(Records from a point annotation dataset)
* Start *

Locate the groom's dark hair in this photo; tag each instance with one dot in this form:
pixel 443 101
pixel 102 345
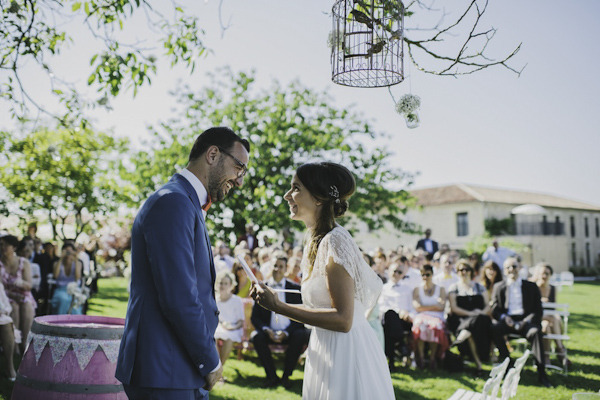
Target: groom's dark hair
pixel 220 136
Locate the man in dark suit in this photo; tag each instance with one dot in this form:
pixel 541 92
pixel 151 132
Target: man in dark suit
pixel 430 246
pixel 517 306
pixel 168 349
pixel 277 329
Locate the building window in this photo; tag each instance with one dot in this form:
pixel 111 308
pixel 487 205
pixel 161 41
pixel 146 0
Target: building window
pixel 586 227
pixel 462 224
pixel 588 260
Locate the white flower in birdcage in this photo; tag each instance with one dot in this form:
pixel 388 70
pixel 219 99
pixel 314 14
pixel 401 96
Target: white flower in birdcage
pixel 407 106
pixel 335 40
pixel 408 103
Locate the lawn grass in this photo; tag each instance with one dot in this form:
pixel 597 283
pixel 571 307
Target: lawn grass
pixel 246 377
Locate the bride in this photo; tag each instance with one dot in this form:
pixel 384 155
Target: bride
pixel 345 359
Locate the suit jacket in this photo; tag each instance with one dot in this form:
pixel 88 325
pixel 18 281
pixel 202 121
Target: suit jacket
pixel 168 340
pixel 261 317
pixel 244 237
pixel 532 300
pixel 421 245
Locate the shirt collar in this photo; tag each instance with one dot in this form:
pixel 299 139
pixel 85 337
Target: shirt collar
pixel 517 282
pixel 196 184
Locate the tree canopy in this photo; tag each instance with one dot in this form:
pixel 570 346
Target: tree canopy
pixel 286 127
pixel 71 176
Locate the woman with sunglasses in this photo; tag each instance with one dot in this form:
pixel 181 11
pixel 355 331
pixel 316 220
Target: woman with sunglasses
pixel 429 325
pixel 469 318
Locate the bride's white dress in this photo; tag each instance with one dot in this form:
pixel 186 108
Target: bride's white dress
pixel 341 365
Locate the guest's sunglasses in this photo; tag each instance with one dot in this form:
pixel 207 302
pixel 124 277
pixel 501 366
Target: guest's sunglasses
pixel 243 167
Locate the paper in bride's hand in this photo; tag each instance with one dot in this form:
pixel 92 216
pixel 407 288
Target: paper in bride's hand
pixel 247 270
pixel 253 279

* End *

Brief = Give back, unchanged, the lines of the records starting at the one containing "Locate the woman" and ending at the one containing "pixel 341 365", including both of those lines.

Problem solution =
Locate the woman with sunglasses in this photo; tag each instance with one dot in this form:
pixel 181 11
pixel 355 331
pixel 316 220
Target: woman with sunglasses
pixel 429 325
pixel 469 318
Locate the bride's white dress in this photo; tag each instance with one dot in this form:
pixel 186 108
Target: bride's white dress
pixel 341 365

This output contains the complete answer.